* **Consegna**: Copia dal testo sul bullismo il passo che va da "Bullismo: rischi sociali" fino a "cosa si tratta." compreso, senza cambiare nulla.

* **Testo mostrato**:
· · ·
Bullismo: rischi sociali e legali di una vera e propria piaga

di Carolina Cassese

Negli ultimi anni il bullismo è diventato una preoccupante piaga sociale. Vediamo di cosa si tratta.

Con il termine bullismo s’intende un comportamento aggressivo e ripetitivo nei confronti di chi non è in grado di difendersi. Recenti sondaggi hanno dimostrato che in Europa un adolescente su 4 almeno una volta ha avuto a che fare con questo fenomeno. Una condotta bullizzante può manifestarsi con prese in giro,insulti,diffamazione,critiche,stalking, minacce, violenza fisica e psicologica, atti di razzismo, aggressioni, percosse, lesioniatteggiamenti finalizzati ad escludere e isolare, fino ad arrivare all’istigazione al suicidio. Sono tutte condotte gravissime, specie se ripetute costantemente nel tempo. Costituisce fattispecie di nuova generazione il cyberbullismo, ovvero, bullismo on line realizzato tramite social network (Facebook, Twitter…), chat sincrone, forum online, telefonate e messaggi.
· · ·
* **Dati forniti**:
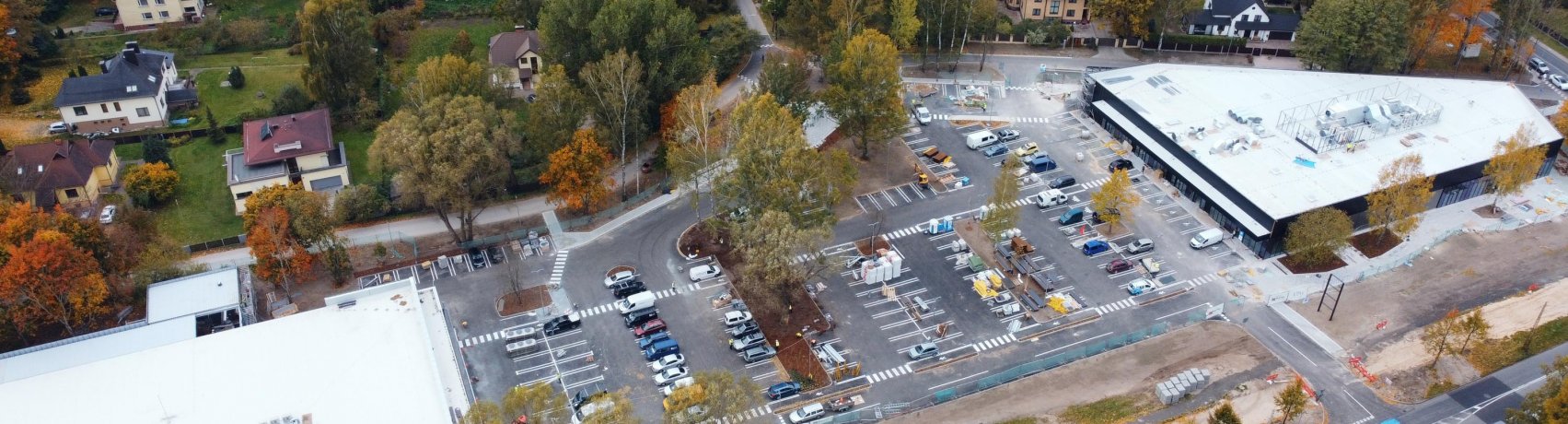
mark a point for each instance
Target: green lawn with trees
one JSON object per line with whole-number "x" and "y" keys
· · ·
* **Risultato finale**:
Bullismo: rischi sociali e legali di una vera e propria piaga

di Carolina Cassese

Negli ultimi anni il bullismo è diventato una preoccupante piaga sociale. Vediamo di cosa si tratta.